WHAT THE TASK ASKS:
Every line below needs to be returned exactly as written.

Referring expression pointing data:
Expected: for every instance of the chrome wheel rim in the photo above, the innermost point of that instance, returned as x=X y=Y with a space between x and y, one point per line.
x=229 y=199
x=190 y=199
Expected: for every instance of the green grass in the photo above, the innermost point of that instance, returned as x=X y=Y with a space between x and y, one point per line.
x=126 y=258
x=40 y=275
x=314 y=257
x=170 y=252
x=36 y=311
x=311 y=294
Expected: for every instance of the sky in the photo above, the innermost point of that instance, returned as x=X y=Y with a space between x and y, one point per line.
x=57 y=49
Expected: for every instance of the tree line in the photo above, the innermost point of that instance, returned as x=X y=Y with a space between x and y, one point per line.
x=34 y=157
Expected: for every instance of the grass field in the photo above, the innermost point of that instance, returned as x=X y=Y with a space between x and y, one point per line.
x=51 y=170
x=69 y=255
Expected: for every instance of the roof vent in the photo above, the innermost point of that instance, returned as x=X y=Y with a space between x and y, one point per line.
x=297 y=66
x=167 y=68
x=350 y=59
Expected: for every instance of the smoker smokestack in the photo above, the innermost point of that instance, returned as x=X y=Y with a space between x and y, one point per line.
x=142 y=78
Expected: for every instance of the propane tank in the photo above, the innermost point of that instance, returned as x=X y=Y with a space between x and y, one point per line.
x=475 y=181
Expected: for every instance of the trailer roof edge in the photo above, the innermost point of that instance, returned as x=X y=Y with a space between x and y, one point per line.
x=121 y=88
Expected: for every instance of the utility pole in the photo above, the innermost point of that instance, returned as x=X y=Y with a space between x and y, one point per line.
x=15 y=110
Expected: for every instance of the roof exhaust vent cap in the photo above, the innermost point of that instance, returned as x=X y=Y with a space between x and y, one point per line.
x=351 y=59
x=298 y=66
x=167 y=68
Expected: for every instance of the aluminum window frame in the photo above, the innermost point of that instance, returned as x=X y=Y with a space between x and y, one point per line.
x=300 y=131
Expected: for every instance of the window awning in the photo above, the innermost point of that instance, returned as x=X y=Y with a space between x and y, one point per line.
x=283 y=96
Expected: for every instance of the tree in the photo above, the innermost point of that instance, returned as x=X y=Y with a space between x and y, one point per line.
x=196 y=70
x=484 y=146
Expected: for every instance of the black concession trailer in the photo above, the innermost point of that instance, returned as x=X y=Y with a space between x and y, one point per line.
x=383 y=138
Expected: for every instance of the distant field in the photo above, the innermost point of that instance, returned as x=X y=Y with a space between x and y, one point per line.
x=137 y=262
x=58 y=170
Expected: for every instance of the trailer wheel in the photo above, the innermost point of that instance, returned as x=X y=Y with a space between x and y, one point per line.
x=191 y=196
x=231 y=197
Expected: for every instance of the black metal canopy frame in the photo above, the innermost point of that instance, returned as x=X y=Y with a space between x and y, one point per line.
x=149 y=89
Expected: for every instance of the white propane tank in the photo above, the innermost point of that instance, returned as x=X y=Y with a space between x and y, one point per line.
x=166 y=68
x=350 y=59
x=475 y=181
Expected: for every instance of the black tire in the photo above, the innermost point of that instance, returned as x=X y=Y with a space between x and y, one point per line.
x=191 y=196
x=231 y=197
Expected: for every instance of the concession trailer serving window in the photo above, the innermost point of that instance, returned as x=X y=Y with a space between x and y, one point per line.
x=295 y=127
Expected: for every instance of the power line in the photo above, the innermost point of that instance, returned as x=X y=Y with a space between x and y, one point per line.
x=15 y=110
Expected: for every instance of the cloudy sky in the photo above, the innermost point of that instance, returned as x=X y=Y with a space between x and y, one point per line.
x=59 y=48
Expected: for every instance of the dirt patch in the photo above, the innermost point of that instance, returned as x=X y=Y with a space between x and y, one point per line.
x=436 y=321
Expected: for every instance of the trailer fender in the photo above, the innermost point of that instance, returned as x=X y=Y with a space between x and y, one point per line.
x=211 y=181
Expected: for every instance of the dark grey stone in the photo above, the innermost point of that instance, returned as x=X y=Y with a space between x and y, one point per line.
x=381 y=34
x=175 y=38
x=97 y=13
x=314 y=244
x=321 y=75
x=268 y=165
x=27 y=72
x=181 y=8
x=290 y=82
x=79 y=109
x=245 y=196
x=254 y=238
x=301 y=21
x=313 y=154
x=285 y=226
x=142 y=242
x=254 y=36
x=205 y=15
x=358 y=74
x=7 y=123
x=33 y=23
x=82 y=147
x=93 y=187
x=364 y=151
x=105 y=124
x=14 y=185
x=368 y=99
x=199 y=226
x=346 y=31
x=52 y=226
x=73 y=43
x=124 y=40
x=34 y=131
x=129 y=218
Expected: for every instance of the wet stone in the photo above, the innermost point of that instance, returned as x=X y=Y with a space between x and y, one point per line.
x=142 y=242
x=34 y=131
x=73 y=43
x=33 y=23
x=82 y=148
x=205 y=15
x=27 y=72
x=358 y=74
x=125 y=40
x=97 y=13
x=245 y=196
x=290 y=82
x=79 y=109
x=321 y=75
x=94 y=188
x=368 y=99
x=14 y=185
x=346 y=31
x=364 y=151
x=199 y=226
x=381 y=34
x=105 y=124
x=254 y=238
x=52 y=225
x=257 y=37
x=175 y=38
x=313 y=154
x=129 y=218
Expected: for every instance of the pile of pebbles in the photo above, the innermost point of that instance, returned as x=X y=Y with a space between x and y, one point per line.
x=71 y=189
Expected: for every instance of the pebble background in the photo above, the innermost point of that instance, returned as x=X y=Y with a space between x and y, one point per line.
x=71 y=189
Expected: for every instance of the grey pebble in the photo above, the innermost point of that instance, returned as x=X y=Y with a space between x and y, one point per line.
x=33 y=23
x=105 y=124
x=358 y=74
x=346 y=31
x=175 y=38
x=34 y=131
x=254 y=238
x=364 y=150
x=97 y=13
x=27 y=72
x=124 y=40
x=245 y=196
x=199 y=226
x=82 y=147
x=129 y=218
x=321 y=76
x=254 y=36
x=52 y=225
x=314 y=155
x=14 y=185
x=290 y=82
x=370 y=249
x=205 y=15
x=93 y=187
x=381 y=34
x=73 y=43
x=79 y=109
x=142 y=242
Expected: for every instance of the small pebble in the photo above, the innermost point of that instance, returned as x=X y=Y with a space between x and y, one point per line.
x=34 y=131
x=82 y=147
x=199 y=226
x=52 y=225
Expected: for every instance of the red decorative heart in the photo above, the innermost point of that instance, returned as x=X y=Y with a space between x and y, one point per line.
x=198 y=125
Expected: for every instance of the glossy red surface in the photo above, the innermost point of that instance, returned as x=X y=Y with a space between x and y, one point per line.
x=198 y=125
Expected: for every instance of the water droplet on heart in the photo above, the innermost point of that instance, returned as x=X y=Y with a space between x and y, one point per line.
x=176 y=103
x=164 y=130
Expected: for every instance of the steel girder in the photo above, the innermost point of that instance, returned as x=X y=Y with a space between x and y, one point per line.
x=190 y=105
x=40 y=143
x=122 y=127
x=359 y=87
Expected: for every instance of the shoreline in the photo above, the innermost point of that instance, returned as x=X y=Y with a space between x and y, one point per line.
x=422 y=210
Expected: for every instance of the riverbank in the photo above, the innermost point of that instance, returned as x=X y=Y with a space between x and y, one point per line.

SOLUTION FOR THIS TASK:
Expected: for every instance of the chrome wheel rim in the photo above, the innermost point of that instance, returned as x=X y=Y with a space between x and y, one point per line.
x=229 y=199
x=190 y=199
Expected: for every instance of the green grass in the photo above, the innermost point of that instance, returned as x=X y=Y with a space between x and y, one point per line.
x=126 y=258
x=40 y=275
x=314 y=257
x=170 y=252
x=36 y=311
x=311 y=294
Expected: for every instance of the sky in the photo above, the innermost point of that instance, returned as x=X y=Y with a space between x and y, one point per line.
x=57 y=49
Expected: for every instance of the tree line in the photo above, the innermost point of that instance, returned as x=X y=Y with a space between x and y, one point per line.
x=34 y=157
Expected: for every instance of the grass field in the photo above, the innermost point of that instance, returned as x=X y=Y with a space between x and y, one point per line.
x=51 y=170
x=69 y=255
Expected: for every instance of the roof vent in the photo above, the innermost point of that instance, returned as x=X y=Y with a space between x and y, one point per line.
x=297 y=66
x=167 y=68
x=350 y=59
Expected: for every instance of the smoker smokestack in the photo above, the innermost point of that instance, returned as x=X y=Y with a space between x and y, one point per line.
x=142 y=78
Expected: for every instance of the propane tank in the photo above, the innermost point of that instance, returned as x=X y=Y with a space between x and y, one point per line.
x=475 y=181
Expected: for every instance of the trailer roof edge in the photo above, the innermost point of that instance, returned as x=X y=Y with a space between x and y, one point per line.
x=121 y=88
Expected: for every instance of the utility pole in the photo above, the innermost point of that instance, returned as x=X y=Y with a space between x and y, one point per line.
x=15 y=110
Expected: for every instance of the roof exhaust vent cap in the photo above, the innermost point of that instance, returned as x=X y=Y with a space between x and y, one point per line.
x=351 y=59
x=298 y=66
x=167 y=68
Expected: for every instance of the aluminum window frame in the photo above, the innermost point of that instance, returned as x=X y=Y with a space between x and y, one point per line.
x=300 y=131
Expected: for every instance of the window awning in the photo above, the innermost point of that instance, returned as x=X y=Y with a space between x and y, one point per line.
x=283 y=96
Expected: for every instance of the tree in the photo above, the innermost point of that instance, returned as x=X y=Y with a space between x and y, one point per line.
x=196 y=70
x=484 y=146
Expected: for every instance of the black concession trailer in the photo above, the innermost point of that instance, returned as x=X y=Y with a space between x and y, one point per line.
x=383 y=138
Expected: for every instance of the distant field in the photo above, the innermost point of that instance, returned as x=X y=Y with a space between x and y, one point per line.
x=137 y=262
x=58 y=170
Expected: for every instance of the trailer wheel in the photo above, the innermost point of that instance, returned as x=X y=Y with a space between x and y, one point per line.
x=191 y=196
x=231 y=197
Expected: for every instance of the black metal canopy frame in the photo above, the innermost point of that instance, returned as x=X y=Y with a space between x and y, one point per line.
x=149 y=89
Expected: for every instance of the white propane tank in the photo above, the innermost point of that instance, returned as x=X y=Y with a space between x and y, one point per line.
x=166 y=68
x=350 y=59
x=475 y=181
Expected: for every instance of the black tire in the photo above, the innermost point of that instance, returned as x=X y=Y with a space between x and y, one point per line.
x=191 y=196
x=231 y=197
Expected: for every instance of the concession trailer serving window in the photo above, the innermost point of that instance, returned as x=X y=Y with a space between x and y, one point per line.
x=295 y=127
Expected: for every instance of the power line in the photo above, the innermost point of that instance, returned as x=X y=Y with a space between x and y, one point per line.
x=15 y=110
Expected: for every instance of the cloudy sky in the photo above, the innermost point of that instance, returned as x=X y=Y with a space between x and y, one point per line.
x=59 y=48
Expected: for every instance of the dirt patch in the photo above, the innermost point of that instance, returned as x=X y=Y with a space between x and y, one point per line.
x=436 y=321
Expected: for every instance of the trailer fender in the photo above, the innermost point of that instance, returned as x=X y=Y with a space between x and y, one point per line.
x=211 y=181
Expected: for every instance of the dark grey stone in the photo above, the innermost point of that instance, returned as x=X y=Y with a space between x and y, one point per line.
x=381 y=34
x=175 y=38
x=97 y=13
x=314 y=244
x=321 y=75
x=268 y=165
x=27 y=72
x=181 y=8
x=290 y=82
x=79 y=109
x=245 y=196
x=254 y=238
x=301 y=21
x=313 y=154
x=285 y=226
x=142 y=242
x=254 y=36
x=205 y=15
x=358 y=74
x=7 y=123
x=33 y=23
x=82 y=147
x=93 y=187
x=364 y=151
x=105 y=124
x=14 y=185
x=368 y=99
x=199 y=226
x=346 y=31
x=52 y=226
x=73 y=43
x=124 y=40
x=34 y=131
x=129 y=218
Expected: for every instance of the wet stone in the photo above, the innermost point of that instance, returned as x=X y=Y with a space between x and y, one point per line.
x=142 y=242
x=34 y=131
x=73 y=43
x=33 y=23
x=82 y=148
x=205 y=15
x=27 y=72
x=358 y=74
x=125 y=40
x=97 y=13
x=245 y=196
x=290 y=82
x=79 y=109
x=321 y=75
x=94 y=188
x=368 y=99
x=14 y=185
x=346 y=31
x=364 y=151
x=199 y=226
x=381 y=34
x=105 y=124
x=254 y=238
x=52 y=225
x=257 y=37
x=175 y=38
x=313 y=154
x=129 y=218
Expected: for every instance of the pile of pebbles in the photo above, the innermost point of that instance, returned as x=X y=Y with a space between x and y, one point per line.
x=71 y=189
Expected: for every instance of the pebble background in the photo above, the innermost point of that instance, returned as x=X y=Y with a space between x and y, one point per line.
x=71 y=189
Expected: for every instance of the grey pebble in the photo above, the innermost point of that instance, returned as x=X y=Y with a space between x and y, one point per line.
x=33 y=23
x=105 y=124
x=358 y=74
x=346 y=31
x=175 y=38
x=34 y=131
x=254 y=238
x=364 y=150
x=97 y=13
x=27 y=72
x=124 y=40
x=245 y=196
x=199 y=226
x=82 y=147
x=129 y=218
x=321 y=76
x=254 y=36
x=52 y=225
x=314 y=155
x=14 y=185
x=290 y=82
x=370 y=249
x=205 y=15
x=93 y=187
x=381 y=34
x=73 y=43
x=79 y=109
x=142 y=242
Expected: for every instance of the small pebble in the photo above, the innermost point of that instance, returned as x=X y=Y with a space between x and y, one point per line.
x=34 y=131
x=82 y=147
x=199 y=226
x=52 y=225
Expected: for every instance of the red decorative heart in the photo above, the innermost point of that instance, returned as x=X y=Y with a space between x and y, one point per line.
x=198 y=125
Expected: for every instance of the glossy red surface in the photo above, the innermost point of that instance, returned as x=X y=Y with a space between x and y, one point per line.
x=198 y=125
Expected: for every instance of the water droplet on heart in the photo above, the innermost point of that instance, returned as x=X y=Y with a space between x and y, one point per line.
x=176 y=103
x=164 y=130
Expected: for every instance of the steel girder in the photo above, the innermost point of that instance, returned as x=X y=Y with a space between x and y, one point per line.
x=190 y=105
x=40 y=143
x=122 y=127
x=359 y=87
Expected: for every instance of the shoreline in the photo above, the innermost point of that instance, returned as x=X y=Y with a space between x and y, one point per line.
x=422 y=210
Expected: for every instance of the riverbank in the photo above, the innermost point of that instance, returned as x=X y=Y with a space between x and y, one point per line.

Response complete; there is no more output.